#### [To do]
Copy the material from its first line through the line containing "point(414, 267)", both included, and replace "electrical wire" with "power line", leaving everything else the same.

#### [Record set]
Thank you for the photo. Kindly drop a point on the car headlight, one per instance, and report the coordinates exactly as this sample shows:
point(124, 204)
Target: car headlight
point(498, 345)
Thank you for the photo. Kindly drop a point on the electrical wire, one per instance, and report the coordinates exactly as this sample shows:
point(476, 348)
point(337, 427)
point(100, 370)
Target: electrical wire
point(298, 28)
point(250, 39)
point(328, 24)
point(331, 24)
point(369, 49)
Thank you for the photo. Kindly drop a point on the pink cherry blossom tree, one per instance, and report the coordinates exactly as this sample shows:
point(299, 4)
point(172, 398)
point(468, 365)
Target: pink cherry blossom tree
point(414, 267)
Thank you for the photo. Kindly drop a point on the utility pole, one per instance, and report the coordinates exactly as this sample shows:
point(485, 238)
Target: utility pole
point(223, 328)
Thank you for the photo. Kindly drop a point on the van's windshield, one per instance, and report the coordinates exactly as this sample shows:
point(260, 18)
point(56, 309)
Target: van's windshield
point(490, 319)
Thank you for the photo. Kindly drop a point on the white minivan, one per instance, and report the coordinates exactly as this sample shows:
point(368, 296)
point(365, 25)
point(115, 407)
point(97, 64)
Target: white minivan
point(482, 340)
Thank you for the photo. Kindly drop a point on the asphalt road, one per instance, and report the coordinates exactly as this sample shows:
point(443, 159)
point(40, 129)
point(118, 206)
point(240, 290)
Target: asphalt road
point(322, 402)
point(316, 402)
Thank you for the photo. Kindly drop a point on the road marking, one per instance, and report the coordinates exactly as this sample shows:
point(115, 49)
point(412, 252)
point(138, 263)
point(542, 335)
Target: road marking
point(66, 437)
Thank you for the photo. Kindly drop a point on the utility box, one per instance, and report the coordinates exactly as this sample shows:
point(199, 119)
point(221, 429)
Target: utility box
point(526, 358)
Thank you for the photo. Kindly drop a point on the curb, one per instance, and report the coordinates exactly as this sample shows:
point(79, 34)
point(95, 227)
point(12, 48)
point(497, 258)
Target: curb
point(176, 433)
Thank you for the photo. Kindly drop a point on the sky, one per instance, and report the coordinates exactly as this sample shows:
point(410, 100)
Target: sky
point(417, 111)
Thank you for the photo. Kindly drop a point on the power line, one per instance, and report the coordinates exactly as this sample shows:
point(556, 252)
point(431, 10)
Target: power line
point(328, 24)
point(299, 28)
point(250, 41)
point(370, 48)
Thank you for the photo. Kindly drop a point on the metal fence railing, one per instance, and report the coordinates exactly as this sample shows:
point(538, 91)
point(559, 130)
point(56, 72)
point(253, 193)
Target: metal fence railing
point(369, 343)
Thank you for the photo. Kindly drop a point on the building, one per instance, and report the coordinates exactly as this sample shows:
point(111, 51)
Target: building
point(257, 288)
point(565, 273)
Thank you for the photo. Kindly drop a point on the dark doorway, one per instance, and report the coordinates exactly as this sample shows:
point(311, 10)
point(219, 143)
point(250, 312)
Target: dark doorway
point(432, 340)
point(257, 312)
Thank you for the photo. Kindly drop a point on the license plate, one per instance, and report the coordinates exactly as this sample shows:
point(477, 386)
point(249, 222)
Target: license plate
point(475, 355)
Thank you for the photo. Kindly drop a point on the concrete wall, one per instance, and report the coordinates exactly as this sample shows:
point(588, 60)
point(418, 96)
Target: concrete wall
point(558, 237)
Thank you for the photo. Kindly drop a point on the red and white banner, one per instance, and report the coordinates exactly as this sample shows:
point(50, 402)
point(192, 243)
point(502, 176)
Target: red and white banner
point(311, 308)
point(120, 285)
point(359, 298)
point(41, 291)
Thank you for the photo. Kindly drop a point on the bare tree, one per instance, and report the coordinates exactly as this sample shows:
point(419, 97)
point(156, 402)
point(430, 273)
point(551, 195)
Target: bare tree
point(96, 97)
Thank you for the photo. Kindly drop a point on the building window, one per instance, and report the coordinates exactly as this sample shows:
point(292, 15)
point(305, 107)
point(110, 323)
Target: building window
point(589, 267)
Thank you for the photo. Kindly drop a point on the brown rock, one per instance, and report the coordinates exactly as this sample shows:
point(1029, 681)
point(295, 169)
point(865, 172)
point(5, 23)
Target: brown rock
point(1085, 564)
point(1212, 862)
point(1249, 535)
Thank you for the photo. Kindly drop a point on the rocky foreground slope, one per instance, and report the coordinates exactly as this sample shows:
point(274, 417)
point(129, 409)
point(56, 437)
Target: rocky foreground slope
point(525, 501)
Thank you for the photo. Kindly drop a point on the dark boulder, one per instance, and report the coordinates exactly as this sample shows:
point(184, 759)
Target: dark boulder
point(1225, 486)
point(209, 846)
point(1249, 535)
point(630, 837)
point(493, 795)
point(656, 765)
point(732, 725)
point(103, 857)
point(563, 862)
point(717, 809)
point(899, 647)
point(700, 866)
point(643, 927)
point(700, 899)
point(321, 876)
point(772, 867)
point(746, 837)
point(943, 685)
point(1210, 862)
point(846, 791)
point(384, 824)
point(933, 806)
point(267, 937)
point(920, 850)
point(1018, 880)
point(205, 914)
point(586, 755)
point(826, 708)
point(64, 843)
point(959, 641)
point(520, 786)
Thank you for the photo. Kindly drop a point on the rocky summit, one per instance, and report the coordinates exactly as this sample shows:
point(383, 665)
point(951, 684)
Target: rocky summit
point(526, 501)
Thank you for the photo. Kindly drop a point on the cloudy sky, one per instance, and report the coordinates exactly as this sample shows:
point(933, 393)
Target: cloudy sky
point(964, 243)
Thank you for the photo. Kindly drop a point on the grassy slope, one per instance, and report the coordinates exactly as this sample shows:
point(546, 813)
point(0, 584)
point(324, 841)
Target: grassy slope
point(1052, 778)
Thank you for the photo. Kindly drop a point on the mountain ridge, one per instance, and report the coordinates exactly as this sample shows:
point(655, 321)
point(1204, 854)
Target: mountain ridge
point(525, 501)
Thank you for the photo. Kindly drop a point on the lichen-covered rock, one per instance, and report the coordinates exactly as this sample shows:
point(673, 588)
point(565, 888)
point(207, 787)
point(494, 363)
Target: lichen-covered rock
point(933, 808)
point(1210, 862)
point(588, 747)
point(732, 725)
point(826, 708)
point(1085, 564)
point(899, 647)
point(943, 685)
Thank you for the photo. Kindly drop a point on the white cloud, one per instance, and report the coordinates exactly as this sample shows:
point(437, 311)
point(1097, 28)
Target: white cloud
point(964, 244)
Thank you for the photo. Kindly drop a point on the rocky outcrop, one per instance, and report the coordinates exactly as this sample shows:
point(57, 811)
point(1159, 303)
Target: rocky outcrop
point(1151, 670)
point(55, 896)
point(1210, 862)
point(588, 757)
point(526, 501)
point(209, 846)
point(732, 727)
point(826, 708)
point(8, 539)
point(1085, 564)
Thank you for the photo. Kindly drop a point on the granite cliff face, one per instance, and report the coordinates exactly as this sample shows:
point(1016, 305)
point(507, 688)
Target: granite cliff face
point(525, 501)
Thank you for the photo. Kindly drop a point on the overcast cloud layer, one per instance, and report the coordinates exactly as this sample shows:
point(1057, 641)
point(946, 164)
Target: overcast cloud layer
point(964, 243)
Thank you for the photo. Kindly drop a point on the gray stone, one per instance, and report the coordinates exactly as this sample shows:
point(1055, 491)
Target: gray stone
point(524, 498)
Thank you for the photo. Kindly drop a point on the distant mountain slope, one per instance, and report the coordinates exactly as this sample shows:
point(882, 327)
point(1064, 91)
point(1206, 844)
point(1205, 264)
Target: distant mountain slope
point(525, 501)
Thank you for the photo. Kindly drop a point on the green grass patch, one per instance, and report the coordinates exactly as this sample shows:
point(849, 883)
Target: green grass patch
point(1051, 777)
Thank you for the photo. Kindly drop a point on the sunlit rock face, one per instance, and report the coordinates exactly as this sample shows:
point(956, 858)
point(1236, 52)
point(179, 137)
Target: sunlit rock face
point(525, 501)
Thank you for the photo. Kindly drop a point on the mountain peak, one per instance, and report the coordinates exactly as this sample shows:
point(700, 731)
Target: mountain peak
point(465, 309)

#### [Reply to the exercise]
Thank you for the photo. Kindly drop a point on the car headlight, one per instance, and report the coordinates exactly as this sample shows:
point(124, 204)
Target: car headlight
point(498, 345)
Thank you for the photo. Kindly drop a point on the power line, one per instance, and report the coordinates exactly as this sample shows:
point(476, 348)
point(337, 427)
point(100, 370)
Target: power line
point(298, 28)
point(250, 39)
point(328, 24)
point(331, 24)
point(369, 49)
Thank you for the photo. Kindly drop a point on the pink cherry blossom tree, one per instance, and report the coordinates exactly as this sample shows:
point(299, 4)
point(172, 398)
point(468, 365)
Target: pink cherry blossom tree
point(414, 267)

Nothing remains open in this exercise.